TEXT SEGMENT:
* * *
This podcast is offered by the San Francisco Zen Center on the web at www.sfcc.org. Our public programs are made possible by donations from people like you. So good to see all of you here. Thank you for coming. Thank you, Tantosan. Oh, I discover if I turn my head this way, it's going to get louder. Okay. This is not the microphone. when I lived here, so a bit of getting used to. It's an election year. The practical implication of that for everybody in this room is that it's a tough time to be a Buddhist. Compassion is in short supply.

[01:00]

Wisdom is nowhere. Separation and division is running over. We're all one. The precepts are dropping right and left. The candidates, their supporters, the media... hopefully not anybody in this room, but many others, are speaking ill of others, praising self at the expense of others, lying, and indulging in anger, among other things. So what's a Buddhist to do in an election year? How to practice in an election year? Well, the short answer to that question is don't make it worse. There is a classic question in Buddhism that asks, what makes a Buddha?

[02:09]

And the answer is all beings. The question this year is what makes a politician? And the answer is all beings. We make them. So now, what to do? They didn't rise full-blown from the head of Zeus. They rose from us. We make them. We make each other, even in divisive times. So what to do? Well, the precepts give us a pretty good guide, and I named some of them. To not speak ill of others. To not praise self at the expense of others. To not lie.

[03:13]

To not indulge in anger. Isn't that interesting wording? To not indulge in anger in an election year. Good luck with that. but I think that there is another precept that actually is more important in an election year. Precept number five. A disciple of the Buddha does not intoxicate mind or body of self or others. Now usually in this day when we think of intoxicants, we think of substances, drugs, alcohol, etc. But in the Buddha's time, views were considered the most dangerous intoxicant. To not intoxicate mind or body of self or others, the precept says. And to not intoxicate the mind was the most important interpretation of this precept at the Buddha's time.

[04:24]

In an election year, to not be intoxicated by our own viewpoint is really important. So here are some signs of intoxication of views. I won't ask for a show of hands. All of your browser tabs are for websites that are of your political persuasion. All of your friends vote the way you do. You don't understand what's wrong with those other people. Signs of intoxication of the mind are dualism. This is what happens, according to the ancient scriptures, the ancient sutras,

[05:29]

When one is intoxicated in the mind, one becomes intoxicated with dualism. I'm right, you're wrong. I'm right, you're left. I'm good, you're bad. I'm smart, you're deluded. So this is very important to pay attention to how we get intoxicated, especially in an election year. We get intoxicated by the rhetoric. We get intoxicated by the fervor. And sometimes we get intoxicated by the anger, by the divisiveness. This is the poison, according to the Buddha's time, in terms of that precept, to not intoxicate the mind and to not let our minds be intoxicated. to be aware of when we are being intoxicated by views and what our intoxicating behavior is around that.

[06:36]

It's only April. We have another five months of this. We have another five months to get drunk and stoned on all the rhetoric. Or we have another five months to make compassionate decisions and wise politicians. This intoxication of the mind is very dangerous, according to the Buddha and according to Suzuki Roshi. In one of his lectures, he basically says that this is the worst kind of intoxication of the intoxication of views. And this has been going on for a very long time. If you think that this is a problem of the election of 2016, I would like to tell you a story from the Pali Canon, one of the ancient scriptures from Buddhism called the Kalamas of Kesaputa.
* * *
RECORD EXCERPTS:

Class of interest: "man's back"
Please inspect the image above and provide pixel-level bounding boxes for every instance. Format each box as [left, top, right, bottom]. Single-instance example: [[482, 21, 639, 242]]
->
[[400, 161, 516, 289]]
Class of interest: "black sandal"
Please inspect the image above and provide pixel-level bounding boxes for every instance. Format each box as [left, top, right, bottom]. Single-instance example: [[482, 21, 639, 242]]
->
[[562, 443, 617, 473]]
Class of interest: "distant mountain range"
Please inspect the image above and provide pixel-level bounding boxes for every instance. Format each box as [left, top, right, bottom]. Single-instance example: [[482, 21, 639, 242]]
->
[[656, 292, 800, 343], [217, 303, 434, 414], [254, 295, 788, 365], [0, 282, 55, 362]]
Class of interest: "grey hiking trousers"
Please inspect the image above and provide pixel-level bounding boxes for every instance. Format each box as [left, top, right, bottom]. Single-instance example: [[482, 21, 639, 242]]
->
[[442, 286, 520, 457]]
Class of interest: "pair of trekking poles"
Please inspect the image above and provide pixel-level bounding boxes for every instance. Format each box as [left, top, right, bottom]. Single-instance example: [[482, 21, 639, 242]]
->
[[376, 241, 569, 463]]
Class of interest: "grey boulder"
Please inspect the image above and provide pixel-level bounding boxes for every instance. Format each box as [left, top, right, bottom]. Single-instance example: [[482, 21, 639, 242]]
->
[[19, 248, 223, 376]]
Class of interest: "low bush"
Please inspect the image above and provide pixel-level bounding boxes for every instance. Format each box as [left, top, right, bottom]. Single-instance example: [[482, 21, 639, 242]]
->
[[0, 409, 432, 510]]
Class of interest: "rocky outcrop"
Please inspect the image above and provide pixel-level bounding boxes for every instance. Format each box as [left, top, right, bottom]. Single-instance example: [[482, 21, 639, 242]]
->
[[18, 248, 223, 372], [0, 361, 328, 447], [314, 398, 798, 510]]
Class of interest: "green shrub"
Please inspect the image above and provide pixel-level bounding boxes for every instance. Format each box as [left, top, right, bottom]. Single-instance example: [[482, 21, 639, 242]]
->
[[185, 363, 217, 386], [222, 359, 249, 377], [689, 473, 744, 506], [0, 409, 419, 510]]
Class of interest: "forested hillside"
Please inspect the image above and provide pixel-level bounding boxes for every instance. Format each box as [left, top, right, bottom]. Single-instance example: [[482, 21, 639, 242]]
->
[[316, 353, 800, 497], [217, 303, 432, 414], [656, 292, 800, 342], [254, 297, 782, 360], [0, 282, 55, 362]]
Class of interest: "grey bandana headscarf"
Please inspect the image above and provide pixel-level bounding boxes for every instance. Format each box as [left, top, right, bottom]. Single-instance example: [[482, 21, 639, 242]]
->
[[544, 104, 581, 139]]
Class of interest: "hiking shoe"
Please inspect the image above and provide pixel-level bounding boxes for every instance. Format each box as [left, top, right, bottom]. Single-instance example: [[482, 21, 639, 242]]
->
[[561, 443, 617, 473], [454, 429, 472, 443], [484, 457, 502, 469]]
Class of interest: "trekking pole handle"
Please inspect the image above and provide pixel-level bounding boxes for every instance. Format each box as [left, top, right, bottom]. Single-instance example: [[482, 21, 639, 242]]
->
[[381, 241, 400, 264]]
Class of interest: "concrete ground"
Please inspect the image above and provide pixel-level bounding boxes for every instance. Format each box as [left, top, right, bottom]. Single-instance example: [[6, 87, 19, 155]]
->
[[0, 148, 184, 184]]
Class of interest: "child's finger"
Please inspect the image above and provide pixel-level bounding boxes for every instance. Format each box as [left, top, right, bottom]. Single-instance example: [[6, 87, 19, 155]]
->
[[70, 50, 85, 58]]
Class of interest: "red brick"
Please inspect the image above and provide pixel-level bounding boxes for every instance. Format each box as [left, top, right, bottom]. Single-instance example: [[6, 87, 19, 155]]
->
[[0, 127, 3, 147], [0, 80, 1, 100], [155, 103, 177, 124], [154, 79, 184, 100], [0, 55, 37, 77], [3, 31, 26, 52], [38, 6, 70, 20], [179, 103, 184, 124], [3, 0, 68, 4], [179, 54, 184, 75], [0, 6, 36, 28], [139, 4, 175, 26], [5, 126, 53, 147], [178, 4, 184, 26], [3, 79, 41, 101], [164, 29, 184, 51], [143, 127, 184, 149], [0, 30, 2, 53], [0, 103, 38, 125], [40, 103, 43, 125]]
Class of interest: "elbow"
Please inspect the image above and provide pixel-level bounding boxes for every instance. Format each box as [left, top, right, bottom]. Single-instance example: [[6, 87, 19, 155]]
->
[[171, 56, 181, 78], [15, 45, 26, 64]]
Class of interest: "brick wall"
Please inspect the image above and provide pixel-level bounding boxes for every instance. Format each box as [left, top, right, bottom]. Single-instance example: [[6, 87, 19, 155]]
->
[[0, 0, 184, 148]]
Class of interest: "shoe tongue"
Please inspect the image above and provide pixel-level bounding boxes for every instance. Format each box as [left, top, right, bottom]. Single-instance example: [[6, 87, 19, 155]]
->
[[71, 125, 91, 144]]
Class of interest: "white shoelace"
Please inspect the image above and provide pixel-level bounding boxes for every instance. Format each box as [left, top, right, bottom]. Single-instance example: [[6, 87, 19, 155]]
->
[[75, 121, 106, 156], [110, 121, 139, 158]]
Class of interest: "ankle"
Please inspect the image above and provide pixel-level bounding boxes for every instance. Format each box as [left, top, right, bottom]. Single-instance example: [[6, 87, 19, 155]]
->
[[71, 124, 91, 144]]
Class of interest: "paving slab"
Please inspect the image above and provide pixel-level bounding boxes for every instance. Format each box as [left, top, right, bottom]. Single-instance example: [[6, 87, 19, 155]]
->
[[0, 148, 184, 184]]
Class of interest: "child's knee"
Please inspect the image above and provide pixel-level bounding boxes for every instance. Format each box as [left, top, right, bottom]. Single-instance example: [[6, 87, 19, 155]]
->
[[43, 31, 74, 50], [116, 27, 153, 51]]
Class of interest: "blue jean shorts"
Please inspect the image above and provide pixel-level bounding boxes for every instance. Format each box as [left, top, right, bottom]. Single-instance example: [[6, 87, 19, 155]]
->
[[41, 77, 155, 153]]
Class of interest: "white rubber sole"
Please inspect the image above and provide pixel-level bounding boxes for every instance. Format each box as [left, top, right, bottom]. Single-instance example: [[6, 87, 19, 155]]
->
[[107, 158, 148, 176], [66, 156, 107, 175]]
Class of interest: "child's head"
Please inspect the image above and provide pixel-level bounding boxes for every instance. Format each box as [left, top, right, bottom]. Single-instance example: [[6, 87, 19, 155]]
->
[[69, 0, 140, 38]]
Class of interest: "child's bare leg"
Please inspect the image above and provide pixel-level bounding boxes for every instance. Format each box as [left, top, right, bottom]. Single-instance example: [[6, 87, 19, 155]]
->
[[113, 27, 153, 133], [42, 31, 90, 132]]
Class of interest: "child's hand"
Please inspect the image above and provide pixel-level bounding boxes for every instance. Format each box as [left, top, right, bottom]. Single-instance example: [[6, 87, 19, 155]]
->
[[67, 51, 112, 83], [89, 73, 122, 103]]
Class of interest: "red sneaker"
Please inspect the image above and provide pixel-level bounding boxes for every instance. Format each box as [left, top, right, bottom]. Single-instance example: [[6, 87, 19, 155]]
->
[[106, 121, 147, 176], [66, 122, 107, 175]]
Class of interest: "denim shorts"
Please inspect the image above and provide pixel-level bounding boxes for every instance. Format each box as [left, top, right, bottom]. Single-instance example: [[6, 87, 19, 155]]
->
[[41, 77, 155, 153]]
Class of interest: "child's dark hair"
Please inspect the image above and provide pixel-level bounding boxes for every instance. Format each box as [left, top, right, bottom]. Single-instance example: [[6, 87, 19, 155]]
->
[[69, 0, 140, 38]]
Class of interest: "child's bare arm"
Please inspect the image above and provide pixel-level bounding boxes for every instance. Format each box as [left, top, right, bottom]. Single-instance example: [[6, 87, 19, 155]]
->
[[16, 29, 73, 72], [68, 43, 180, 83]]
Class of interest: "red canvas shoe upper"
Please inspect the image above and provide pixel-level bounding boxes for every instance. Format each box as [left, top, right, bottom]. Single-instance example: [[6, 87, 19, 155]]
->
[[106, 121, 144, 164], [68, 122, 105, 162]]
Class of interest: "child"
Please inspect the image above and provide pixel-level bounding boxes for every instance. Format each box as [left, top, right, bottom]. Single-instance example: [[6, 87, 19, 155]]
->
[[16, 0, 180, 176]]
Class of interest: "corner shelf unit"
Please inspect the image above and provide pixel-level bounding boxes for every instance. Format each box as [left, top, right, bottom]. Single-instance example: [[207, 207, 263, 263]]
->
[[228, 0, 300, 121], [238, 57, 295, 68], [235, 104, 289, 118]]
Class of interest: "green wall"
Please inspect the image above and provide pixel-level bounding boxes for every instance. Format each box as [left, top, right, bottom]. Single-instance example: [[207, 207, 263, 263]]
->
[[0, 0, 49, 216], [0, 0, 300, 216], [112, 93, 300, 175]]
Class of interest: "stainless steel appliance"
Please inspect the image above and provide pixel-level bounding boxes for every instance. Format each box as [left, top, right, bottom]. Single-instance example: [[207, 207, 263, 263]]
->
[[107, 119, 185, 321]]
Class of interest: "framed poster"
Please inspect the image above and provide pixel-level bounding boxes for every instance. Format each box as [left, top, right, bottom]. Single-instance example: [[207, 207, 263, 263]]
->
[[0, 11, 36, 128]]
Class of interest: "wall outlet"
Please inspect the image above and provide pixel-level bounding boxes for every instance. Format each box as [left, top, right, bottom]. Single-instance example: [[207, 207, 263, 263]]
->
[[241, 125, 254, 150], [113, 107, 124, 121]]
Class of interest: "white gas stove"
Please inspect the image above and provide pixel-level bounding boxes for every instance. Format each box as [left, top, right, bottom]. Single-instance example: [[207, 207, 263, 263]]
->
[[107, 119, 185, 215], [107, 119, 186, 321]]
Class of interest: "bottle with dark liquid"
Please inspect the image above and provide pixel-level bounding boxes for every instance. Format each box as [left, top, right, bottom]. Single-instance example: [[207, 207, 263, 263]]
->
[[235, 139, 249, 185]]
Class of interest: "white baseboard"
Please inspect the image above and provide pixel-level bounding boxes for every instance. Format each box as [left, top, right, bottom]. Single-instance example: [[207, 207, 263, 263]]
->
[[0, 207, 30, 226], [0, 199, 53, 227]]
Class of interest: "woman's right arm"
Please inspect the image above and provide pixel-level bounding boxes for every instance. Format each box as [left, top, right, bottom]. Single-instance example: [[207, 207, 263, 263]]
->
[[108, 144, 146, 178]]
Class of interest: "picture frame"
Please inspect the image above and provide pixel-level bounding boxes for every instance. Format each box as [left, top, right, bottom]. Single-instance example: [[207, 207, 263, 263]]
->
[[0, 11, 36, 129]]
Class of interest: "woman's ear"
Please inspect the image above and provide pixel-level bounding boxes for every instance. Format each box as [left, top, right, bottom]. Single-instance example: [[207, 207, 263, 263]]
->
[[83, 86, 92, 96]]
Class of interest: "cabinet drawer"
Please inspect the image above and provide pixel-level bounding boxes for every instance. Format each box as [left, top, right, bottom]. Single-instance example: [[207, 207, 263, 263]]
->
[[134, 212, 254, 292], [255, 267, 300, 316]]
* * *
LIST OF TASKS:
a: Can you write out the passage of the Zen talk starting at "To not indulge in anger." and ending at "the Buddha's time.", word for word?
b: Could you put the rows starting at the very first row and ending at the line that contains "[[400, 161, 516, 289]]" into a JSON list of strings, one string per line, leaving out blank lines and including nothing else?
The Zen talk and the rows are unrelated pieces of material.

SOLVED PROBLEMS:
a:
To not indulge in anger. Isn't that interesting wording? To not indulge in anger in an election year. Good luck with that. but I think that there is another precept that actually is more important in an election year. Precept number five. A disciple of the Buddha does not intoxicate mind or body of self or others. Now usually in this day when we think of intoxicants, we think of substances, drugs, alcohol, etc. But in the Buddha's time, views were considered the most dangerous intoxicant. To not intoxicate mind or body of self or others, the precept says. And to not intoxicate the mind was the most important interpretation of this precept at the Buddha's time.

b:
[
  "Class of interest: \"man's back\"",
  "Please inspect the image above and provide pixel-level bounding boxes for every instance. Format each box as [left, top, right, bottom]. Single-instance example: [[482, 21, 639, 242]]",
  "->",
  "[[400, 161, 516, 289]]"
]